(Items from a dataset)
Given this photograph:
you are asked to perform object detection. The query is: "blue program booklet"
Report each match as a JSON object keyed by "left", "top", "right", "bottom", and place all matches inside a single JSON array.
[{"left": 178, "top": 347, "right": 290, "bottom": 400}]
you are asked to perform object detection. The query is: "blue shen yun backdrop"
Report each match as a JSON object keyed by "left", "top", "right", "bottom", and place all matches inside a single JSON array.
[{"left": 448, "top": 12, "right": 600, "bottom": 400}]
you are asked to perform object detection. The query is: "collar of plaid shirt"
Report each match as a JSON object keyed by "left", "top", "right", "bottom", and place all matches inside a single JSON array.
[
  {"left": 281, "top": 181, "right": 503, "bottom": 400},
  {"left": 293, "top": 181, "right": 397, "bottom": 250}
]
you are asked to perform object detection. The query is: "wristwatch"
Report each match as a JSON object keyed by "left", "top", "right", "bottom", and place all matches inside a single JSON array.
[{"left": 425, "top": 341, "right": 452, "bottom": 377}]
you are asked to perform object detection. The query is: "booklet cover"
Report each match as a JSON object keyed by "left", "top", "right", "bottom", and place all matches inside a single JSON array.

*About this exercise:* Search the entries above for lines containing the word "blue", and copy each one.

*Response for this exercise:*
you are asked to perform object detection. The query is: "blue program booklet"
you are asked to perform object detection. The query is: "blue shen yun backdrop"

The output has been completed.